WORK REQUIRED — In the data below, which lines hold "walnut"? Copy every one.
MATERIAL TO PROCESS: Begin
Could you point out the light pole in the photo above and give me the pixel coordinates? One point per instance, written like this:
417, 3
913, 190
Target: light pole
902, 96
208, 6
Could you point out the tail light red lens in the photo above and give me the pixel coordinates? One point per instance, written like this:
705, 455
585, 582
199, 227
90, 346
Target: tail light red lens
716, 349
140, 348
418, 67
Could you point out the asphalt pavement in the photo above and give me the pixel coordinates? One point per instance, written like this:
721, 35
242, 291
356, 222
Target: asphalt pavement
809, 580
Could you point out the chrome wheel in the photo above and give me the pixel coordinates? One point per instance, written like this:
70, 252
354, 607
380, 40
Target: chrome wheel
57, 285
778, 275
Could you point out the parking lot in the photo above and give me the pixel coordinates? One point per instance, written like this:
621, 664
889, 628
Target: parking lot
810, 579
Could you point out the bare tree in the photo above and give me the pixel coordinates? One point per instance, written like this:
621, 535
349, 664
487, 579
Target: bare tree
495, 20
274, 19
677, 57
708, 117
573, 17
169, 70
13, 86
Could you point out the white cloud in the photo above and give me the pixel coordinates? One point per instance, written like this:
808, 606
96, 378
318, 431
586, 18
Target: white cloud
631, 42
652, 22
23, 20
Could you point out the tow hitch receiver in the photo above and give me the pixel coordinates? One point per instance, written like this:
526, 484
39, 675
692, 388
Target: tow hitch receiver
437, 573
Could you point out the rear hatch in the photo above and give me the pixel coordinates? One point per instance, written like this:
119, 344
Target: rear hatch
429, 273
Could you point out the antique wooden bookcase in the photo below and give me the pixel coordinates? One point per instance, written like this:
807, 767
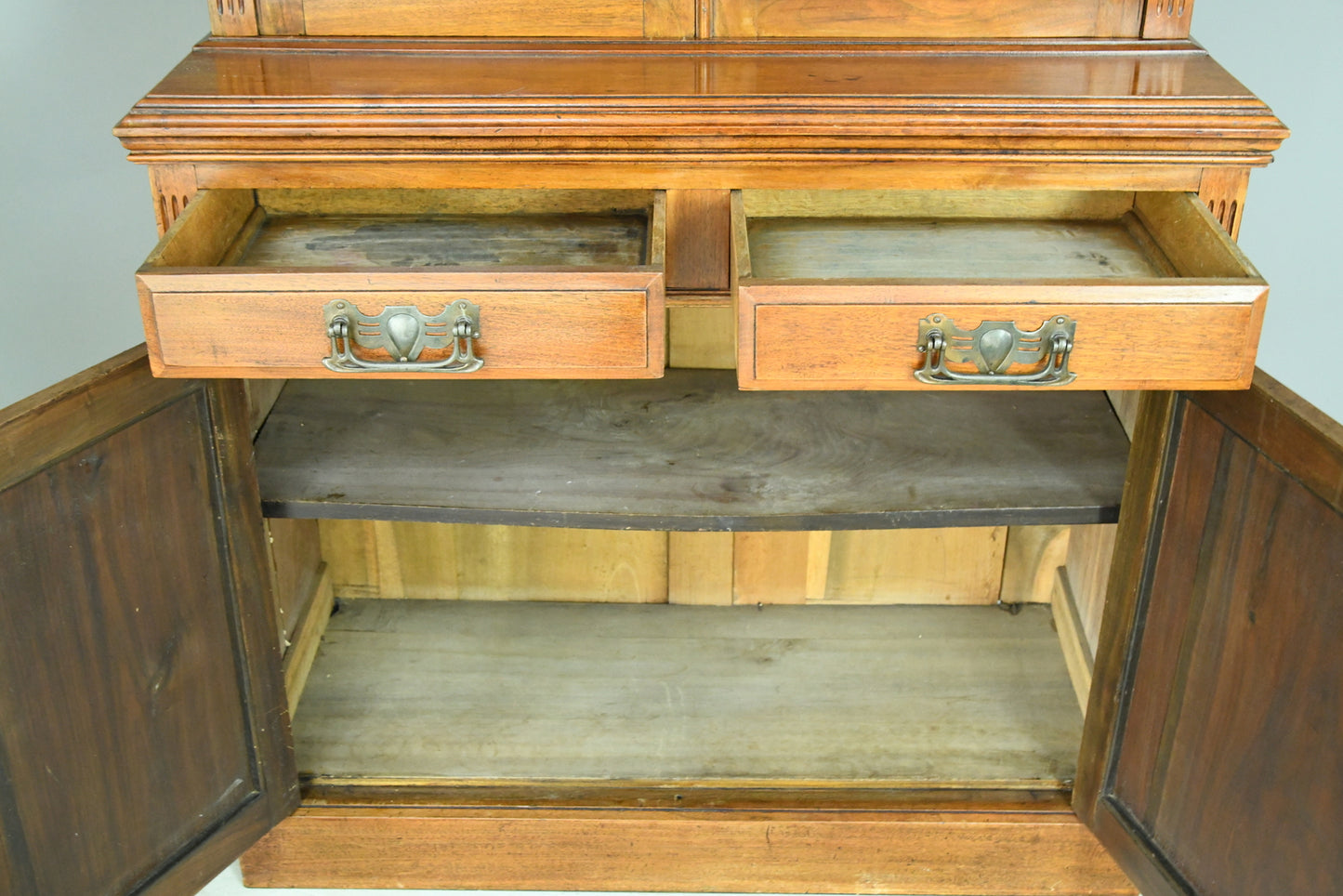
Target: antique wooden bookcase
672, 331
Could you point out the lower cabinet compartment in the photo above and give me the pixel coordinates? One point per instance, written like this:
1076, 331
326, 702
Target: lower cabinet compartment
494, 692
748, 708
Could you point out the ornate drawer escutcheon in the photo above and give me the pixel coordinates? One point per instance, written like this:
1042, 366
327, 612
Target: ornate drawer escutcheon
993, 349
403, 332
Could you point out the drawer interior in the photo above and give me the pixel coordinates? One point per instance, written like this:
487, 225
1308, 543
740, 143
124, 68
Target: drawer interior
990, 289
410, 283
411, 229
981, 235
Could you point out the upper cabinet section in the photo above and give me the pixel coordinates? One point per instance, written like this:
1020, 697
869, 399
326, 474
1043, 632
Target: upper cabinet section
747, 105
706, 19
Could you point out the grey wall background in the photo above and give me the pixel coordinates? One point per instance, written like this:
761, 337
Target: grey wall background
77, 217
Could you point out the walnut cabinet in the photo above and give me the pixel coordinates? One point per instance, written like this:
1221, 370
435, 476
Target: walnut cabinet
MATERIAL TO PROCESS: End
MATERIAL TO PROCESS: Begin
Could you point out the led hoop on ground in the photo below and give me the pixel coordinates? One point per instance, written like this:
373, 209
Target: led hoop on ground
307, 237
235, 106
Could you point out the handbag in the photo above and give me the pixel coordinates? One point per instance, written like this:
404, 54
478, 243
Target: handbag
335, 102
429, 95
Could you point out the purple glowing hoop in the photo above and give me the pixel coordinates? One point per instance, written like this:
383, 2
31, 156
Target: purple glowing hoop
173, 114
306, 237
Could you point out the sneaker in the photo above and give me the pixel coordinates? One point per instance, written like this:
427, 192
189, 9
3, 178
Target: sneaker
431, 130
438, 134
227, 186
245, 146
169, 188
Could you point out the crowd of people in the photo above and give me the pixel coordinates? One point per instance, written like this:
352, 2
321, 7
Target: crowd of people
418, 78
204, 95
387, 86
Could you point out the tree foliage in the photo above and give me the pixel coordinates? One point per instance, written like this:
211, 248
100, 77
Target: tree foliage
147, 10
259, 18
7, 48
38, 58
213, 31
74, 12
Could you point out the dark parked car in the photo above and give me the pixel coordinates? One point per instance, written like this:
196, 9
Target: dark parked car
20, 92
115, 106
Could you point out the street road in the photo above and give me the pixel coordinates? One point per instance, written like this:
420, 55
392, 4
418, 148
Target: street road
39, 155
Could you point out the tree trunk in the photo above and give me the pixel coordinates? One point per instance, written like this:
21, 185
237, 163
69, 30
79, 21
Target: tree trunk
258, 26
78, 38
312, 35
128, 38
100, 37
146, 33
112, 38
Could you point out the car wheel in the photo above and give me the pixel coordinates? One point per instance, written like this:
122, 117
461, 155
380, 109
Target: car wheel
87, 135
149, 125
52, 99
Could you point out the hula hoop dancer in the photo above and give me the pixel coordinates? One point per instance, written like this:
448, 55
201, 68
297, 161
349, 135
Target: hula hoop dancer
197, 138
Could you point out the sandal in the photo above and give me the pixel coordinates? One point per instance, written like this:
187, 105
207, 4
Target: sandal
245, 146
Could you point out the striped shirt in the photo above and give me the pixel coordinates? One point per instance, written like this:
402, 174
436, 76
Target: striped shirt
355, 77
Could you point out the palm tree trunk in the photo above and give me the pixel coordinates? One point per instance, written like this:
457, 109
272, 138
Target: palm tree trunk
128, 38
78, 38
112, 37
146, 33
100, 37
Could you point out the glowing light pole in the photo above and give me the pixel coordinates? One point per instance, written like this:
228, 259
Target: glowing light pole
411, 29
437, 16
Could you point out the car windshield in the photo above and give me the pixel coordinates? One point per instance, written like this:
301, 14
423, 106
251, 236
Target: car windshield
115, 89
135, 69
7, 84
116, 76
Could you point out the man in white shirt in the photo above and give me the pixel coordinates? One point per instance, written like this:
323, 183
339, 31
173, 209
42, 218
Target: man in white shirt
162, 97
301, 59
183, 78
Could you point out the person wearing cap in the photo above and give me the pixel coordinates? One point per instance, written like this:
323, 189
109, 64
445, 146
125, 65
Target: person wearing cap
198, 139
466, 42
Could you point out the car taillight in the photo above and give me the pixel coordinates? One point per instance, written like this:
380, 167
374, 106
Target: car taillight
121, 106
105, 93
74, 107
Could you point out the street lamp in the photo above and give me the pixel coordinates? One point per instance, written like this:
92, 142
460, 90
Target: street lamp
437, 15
MATERIAL TO PROCESS: End
MATERIAL TO PROCESS: Begin
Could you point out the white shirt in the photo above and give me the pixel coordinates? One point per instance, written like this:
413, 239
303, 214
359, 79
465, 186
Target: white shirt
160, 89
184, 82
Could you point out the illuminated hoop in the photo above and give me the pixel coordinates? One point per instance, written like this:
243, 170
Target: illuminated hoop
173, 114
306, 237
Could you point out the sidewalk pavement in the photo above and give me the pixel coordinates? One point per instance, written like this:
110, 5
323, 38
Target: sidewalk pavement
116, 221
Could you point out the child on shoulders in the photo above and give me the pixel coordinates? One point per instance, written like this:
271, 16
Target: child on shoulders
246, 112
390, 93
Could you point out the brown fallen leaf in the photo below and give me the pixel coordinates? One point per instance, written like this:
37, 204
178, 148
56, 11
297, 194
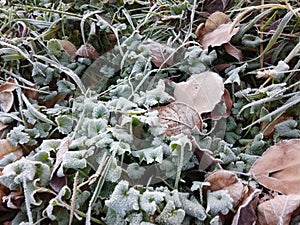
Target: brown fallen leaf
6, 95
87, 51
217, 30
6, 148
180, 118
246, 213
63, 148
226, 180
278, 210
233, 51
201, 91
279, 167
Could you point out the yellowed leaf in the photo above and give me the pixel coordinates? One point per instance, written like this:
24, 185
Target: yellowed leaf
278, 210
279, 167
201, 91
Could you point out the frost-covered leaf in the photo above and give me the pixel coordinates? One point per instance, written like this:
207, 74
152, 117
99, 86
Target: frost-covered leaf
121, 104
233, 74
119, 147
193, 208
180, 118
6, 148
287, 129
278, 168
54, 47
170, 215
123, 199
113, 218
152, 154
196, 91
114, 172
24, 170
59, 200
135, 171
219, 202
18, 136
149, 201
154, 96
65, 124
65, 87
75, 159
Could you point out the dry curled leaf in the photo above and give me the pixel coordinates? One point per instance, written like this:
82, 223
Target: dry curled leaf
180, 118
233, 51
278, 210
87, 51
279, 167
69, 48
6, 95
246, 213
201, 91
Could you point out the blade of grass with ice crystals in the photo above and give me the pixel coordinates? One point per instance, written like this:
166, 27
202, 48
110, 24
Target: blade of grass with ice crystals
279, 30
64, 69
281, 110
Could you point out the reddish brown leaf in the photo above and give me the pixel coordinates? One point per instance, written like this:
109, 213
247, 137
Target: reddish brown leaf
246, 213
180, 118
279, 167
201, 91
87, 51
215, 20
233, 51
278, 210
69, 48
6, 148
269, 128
MATERIAL TO PROCESS: End
SOLUTION TO THIS EXERCISE —
Could you point out the walnut cabinet in the photo above and give me the pixel coordinates? One point per instance, written like this:
Target: walnut cabinet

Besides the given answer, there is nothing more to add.